-- ARTICLE --
------------------------------------------------

"""
By Brian Tomasik (https://briantomasik.com/).
First published: 2019-12-19. Last update of any kind: 2020-02-05T22-46.

To the extent possible under law, the author(s) have dedicated all copyright and related and neighboring rights to this software to the public domain worldwide. This software is distributed without any warranty.

This script was built with Python 3.6. Hopefully it should work for later versions of Python 3 also.


# Description

This script removes whitespace and other funky characters from the names of files and folders, keeping only alphanumeric characters, dashes, and underscores. The goal is to make the file and folder names nicer to work with on the command line or in url paths and less likely to cause problems. This script also shortens file and folder names that are unnervingly long, also to reduce the risk of technical problems.

If you run this script in directory `foo/`, it affects all files and folders recursively within `foo/`. It works from the bottom up: lowest-level files and folders are renamed before higher-level ones are renamed. (I worry that renaming the higher-level folders first could mess up renaming of the lower-level items, since the path to at least some lower-level items would have changed. I don't know if the `os.walk()` method I use could intelligently handle this issue or not, since I haven't bothered to test it.)

The transformation that this script applies to a file or folder name is usually idempotent, i.e., once a file or folder has been renamed, this script when run again on that file or folder would end up saying it should keep its new name. (There are a few exceptions. For example, if a file was intially named "blah-blah-long-file-name-_trunc.txt", then on rerunning this script, that file would change to "blah-blah-long-file-name_trunc.txt".) Because the transformation is usually idempotent, you can freely run this script in a directory where most files and folders have already been renamed without worrying about changing them further. If you Ctrl+c to abort this script part of the way through running it, you can just rerun the script later, and it should effectively pick up where you left off because you won't have to consider the files and folders you've already renamed.


# Example

Suppose you have the following folders and file name:

foo bar/Podcast episodes!/Invertebrates? Let's talk about 'em/Episode no. 73: Snails (and slugs). Here's some info all citizens should know.mp3

Running this Python script from the `foo bar/` directory would change the file and folder names to the following:

foo bar/Podcast-episodes/Invertebrates_Lets-talk-about-em/Episode-no-73_Snails_and-slugs_Heres-some-info-all-citizens-shou_trunc.mp3

(In case you're wondering, I made up all these file and folder names. This is not a real podcast.)

------------------------------------------------

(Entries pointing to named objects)

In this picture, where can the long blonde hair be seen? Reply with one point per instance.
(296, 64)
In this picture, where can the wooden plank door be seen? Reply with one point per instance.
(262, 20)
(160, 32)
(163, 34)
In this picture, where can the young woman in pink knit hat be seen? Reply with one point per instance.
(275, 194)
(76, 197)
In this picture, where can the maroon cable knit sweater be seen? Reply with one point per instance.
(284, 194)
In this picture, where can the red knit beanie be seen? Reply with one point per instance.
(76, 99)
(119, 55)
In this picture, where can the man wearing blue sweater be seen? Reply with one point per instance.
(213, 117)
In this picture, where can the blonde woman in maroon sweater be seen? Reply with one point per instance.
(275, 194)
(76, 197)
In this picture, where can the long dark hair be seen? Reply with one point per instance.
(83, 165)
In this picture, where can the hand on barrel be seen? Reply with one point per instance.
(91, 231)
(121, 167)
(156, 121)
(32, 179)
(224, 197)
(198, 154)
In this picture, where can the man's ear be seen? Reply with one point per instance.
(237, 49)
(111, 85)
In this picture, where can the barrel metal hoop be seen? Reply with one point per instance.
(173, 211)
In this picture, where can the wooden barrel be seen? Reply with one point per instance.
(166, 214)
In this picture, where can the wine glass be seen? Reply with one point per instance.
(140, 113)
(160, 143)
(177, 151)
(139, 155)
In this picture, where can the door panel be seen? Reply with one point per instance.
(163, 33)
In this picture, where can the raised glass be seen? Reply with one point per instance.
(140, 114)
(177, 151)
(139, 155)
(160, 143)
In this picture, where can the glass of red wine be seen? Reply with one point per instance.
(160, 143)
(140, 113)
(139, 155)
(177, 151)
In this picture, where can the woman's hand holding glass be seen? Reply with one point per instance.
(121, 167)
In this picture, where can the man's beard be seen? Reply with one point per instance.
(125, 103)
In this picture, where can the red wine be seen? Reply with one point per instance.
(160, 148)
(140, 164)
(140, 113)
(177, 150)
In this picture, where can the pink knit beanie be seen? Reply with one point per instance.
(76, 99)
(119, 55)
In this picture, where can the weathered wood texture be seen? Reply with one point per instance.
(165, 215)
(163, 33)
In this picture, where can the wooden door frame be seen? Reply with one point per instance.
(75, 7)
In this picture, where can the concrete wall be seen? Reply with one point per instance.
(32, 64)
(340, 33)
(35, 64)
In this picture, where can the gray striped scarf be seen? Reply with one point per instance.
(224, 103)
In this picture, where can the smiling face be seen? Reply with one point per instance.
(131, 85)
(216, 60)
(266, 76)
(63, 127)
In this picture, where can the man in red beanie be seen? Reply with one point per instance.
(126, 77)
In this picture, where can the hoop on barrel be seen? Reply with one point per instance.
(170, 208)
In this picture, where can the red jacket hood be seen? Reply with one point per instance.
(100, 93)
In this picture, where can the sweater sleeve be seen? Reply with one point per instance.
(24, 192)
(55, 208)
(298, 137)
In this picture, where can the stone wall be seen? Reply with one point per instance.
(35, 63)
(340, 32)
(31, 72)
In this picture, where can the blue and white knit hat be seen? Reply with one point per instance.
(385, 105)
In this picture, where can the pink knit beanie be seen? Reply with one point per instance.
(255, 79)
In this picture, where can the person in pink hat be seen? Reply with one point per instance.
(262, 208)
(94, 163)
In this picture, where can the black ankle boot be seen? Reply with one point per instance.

------------------------------------------------

-- PROBLEM TO WORK ON --
According to the file-renaming script description, which characters does the script keep in file and folder names?

-- RESPONSE TO THIS TASK --
It keeps only alphanumeric characters, dashes, and underscores.